§ Texte cité:
━━━

L’Afrique dans l’œil du cyclone des espions
Si le gouvernement marocain a catégoriquement dénoncé comme « mensongères » les informations selon lesquelles les services du royaume « ont infiltré les téléphones de plusieurs personnalités publiques nationales et étrangères et de responsables d’organisations internationales à travers un logiciel », d’autres gouvernements en Afrique sont concernés. Parmi eux, on trouve l’Algérie, la République démocratique du Congo, l’Égypte, l’Ouganda, le Rwanda et le Togo, selon une carte publiée par la plateforme Forbidden Stories, qui rassemble des journalistes d’investigation du monde entier. Comme le révèle Le Monde, la spécificité de ces pays est de se concentrer sur « des journalistes, des opposants, des avocats, des défenseurs des droits de l’homme, qui sont les principales cibles de ce logiciel ».
Carte des pays cités dans l'enquête sur le logiciel Pegasus.

━━━

§ Entrées:

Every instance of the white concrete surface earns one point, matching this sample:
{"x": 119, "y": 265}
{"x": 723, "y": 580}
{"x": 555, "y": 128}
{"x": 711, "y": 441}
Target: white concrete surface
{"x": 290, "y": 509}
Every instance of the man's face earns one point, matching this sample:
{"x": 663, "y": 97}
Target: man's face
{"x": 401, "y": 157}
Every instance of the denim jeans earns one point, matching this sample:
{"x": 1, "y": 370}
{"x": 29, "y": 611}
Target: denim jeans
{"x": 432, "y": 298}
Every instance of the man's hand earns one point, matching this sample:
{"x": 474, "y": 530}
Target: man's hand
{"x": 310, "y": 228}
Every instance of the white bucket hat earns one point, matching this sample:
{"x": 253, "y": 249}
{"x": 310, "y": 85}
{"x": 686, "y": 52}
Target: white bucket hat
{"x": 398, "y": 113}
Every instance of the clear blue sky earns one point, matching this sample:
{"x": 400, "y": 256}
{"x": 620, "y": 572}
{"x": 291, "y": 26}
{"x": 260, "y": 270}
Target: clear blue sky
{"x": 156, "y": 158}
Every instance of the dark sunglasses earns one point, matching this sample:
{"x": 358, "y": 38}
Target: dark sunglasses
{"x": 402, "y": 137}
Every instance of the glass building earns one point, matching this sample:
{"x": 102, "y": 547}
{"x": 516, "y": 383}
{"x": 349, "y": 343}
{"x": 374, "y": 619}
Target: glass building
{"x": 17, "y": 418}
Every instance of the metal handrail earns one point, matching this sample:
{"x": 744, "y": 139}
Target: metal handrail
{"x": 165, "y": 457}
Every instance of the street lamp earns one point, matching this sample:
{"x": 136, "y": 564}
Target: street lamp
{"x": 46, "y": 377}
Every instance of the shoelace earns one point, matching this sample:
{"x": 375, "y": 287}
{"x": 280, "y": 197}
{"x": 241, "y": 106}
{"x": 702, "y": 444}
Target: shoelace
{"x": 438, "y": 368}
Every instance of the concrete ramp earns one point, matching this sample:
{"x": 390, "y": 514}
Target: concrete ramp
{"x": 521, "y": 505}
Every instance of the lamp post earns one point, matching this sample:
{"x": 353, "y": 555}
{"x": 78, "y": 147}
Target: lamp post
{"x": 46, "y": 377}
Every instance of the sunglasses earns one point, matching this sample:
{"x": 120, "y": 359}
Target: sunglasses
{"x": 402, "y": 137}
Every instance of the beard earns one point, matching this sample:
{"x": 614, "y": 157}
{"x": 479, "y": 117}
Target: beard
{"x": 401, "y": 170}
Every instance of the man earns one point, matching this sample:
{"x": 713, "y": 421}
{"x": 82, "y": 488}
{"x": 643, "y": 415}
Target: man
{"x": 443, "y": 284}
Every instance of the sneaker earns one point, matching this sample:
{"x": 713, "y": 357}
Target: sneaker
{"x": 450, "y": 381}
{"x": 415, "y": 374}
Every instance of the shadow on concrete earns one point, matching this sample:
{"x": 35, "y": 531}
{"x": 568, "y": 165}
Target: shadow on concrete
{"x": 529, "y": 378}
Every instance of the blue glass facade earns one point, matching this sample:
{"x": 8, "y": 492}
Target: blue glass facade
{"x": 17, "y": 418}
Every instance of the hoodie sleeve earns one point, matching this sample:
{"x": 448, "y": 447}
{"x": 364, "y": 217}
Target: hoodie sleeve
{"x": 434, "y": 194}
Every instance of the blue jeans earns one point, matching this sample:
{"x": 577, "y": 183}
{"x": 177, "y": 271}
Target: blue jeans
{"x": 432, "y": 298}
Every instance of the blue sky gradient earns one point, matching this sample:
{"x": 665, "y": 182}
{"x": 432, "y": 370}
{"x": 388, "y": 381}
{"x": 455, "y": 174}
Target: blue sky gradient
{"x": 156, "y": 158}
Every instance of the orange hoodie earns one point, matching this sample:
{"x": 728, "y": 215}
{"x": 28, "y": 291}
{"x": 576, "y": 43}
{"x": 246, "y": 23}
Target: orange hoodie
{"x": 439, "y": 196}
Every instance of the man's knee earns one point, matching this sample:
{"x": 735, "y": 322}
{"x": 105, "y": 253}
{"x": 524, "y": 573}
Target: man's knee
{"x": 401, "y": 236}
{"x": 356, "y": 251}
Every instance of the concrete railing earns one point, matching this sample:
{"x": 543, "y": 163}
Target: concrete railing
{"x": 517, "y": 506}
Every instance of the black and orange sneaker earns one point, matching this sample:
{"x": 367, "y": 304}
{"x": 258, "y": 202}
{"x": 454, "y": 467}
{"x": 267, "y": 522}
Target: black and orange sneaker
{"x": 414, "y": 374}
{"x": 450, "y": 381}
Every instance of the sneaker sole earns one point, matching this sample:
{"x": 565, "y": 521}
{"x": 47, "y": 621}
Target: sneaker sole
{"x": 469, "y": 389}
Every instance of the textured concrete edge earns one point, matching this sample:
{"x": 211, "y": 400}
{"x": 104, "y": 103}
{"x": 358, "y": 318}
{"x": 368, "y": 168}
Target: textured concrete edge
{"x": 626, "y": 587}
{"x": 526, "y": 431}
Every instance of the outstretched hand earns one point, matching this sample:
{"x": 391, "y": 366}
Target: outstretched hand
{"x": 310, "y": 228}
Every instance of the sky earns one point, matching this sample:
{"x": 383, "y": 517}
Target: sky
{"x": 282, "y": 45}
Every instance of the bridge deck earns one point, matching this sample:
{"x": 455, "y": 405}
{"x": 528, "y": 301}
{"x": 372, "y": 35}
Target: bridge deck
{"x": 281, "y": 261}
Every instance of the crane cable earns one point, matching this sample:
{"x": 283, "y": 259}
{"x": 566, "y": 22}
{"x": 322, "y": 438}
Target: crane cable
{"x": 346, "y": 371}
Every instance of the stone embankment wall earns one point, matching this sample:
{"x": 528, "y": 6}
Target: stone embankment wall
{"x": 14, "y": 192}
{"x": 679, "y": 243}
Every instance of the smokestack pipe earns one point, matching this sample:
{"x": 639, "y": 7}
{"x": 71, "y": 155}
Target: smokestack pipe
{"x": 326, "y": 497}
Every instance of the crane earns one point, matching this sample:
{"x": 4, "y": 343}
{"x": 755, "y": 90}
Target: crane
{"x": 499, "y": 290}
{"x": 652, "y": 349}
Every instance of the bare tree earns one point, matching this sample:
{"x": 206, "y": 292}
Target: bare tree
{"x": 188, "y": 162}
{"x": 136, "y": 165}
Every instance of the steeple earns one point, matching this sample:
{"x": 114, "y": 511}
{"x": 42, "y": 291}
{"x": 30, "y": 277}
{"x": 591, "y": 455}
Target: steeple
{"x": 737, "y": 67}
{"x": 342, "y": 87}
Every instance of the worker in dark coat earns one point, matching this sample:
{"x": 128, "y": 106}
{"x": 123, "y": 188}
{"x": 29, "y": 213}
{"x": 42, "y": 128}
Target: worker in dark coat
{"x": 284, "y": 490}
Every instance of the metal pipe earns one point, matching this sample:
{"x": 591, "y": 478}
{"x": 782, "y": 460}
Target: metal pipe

━━━

§ Exercice court:
Reprenez le texte sur le logiciel Pegasus en Afrique et prolongez-le à partir de sa dernière phrase. Le matériel est indépendant du texte sur le logiciel Pegasus en Afrique.

§ Réponse:
Fondée en 2011, NSO, régulièrement accusée de faire le jeu de régimes autoritaires depuis l’alerte lancée en 2016 par un dissident émirati, Ahmed Mansoor, assure que son logiciel sert uniquement à obtenir des renseignements contre des réseaux criminels ou terroristes. « Il y a 20-30 ans, les exportations d’armes ont permis à Israël de forger de nombreuses relations diplomatiques ou officieuses avec des pays d’Afrique, d’Asie et du Moyen-Orient, et c’est la même chose aujourd’hui. Mais Israël a plus de choses à vendre, une panoplie de cyberoutils », a expliqué à l’AFP Yoel Guzansky, chercheur à l’Institut des études sur la sécurité nationale (INSS) de Tel-Aviv. « Mais c’est un couteau à double tranchant car Israël peut aussi être vu comme aidant des régimes autocratiques à réprimer les libertés civiles » a-t-il ajouté.
Dans le cas du Maroc, le site d’information français Mediapart a annoncé, ce lundi 19 juillet, le dépôt d’une plainte auprès du procureur de la République de Paris, « au nom [du] journal, de Lénaïg Bredoux et d’Edwy Plenel », deux de ses journalistes dont les téléphones auraient été espionnés par les services de renseignements du royaume chérifien.